> **Görev 1**
Verilen metinde "İsviçre, Ukrayna ve" sözcüklerinin geçtiği yerden başlayıp "medyası üzerinden açıkladı." sözcüklerinden sonra biten bölümü hiç değiştirmeden çıkarın.
> **Görev 2**
Verilen metinde aktarılan Vatikan Haber Ajansı haberine göre Fener Patriğinin İsviçre Zirvesine katılacağı haberi hangi görüşmenin ardından geldi? Bir iki cümleyle açıklayın.
╭─ Verilen metin
İsviçre, Ukrayna ve Fener

Ahmet Özay

Bayramın ilk günü Yeni Şafak’ta “Patrik I. Bartholomeos Ukrayna Barış Konferansına katıldı” başlıklı haber yer aldı. Fener Patriği I. Bartholomeos, İsviçre’de 15 ve 16 Haziran günleri gerçekleşen 90 dolayında ülkenin davet edildiği “Uluslararası Ukrayna Barış Konferansı’na” katılarak, kapanış resminde poz verdi.

Fener Patriğinin İsviçre Zirvesine katılacağı haberi Ukrayna Cumhurbaşkanı Volodimir Zelenski tarafından kamuoyuna duyuruldu. Fener Rum Patrikhanesi daha sonra Patrik I. Bartholomeos’un İsviçre’deki Ukrayna Zirvesi’ne iştirak edeceğini Patrikhane‘nin sosyal medyası üzerinden açıkladı.

Bu açıklamaları Vatikan Haber Ajansı’nın geçtiği “Dünya Ortodoksluğunun Onursal Başkanı ile Ukrayna Cumhurbaşkanı Volodimir Zelenski arasında yapılan telefon görüşmesinin ardından Fener Patriğinin İsviçre Zirvesine katılacağı” haberi geçildi.
╰─
╭─ Sağlanan veriler
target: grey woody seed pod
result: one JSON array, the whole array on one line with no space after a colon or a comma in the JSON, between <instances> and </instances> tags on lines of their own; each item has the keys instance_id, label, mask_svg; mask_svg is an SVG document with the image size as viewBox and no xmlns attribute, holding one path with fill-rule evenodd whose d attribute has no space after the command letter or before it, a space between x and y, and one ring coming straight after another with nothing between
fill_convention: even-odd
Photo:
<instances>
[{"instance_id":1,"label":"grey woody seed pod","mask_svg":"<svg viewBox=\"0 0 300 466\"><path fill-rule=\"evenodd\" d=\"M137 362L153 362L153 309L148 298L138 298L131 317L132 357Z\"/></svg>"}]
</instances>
╰─
> **Tam cevap 1**
İsviçre, Ukrayna ve Fener

Ahmet Özay

Bayramın ilk günü Yeni Şafak’ta “Patrik I. Bartholomeos Ukrayna Barış Konferansına katıldı” başlıklı haber yer aldı. Fener Patriği I. Bartholomeos, İsviçre’de 15 ve 16 Haziran günleri gerçekleşen 90 dolayında ülkenin davet edildiği “Uluslararası Ukrayna Barış Konferansı’na” katılarak, kapanış resminde poz verdi.

Fener Patriğinin İsviçre Zirvesine katılacağı haberi Ukrayna Cumhurbaşkanı Volodimir Zelenski tarafından kamuoyuna duyuruldu. Fener Rum Patrikhanesi daha sonra Patrik I. Bartholomeos’un İsviçre’deki Ukrayna Zirvesi’ne iştirak edeceğini Patrikhane‘nin sosyal medyası üzerinden açıkladı.

> **Tam cevap 2**
Vatikan Haber Ajansı'nın geçtiği habere göre Fener Patriğinin İsviçre Zirvesine katılacağı haberi, "Dünya Ortodoksluğunun Onursal Başkanı" ile Ukrayna Cumhurbaşkanı Volodimir Zelenski arasında yapılan telefon görüşmesinin ardından geldi.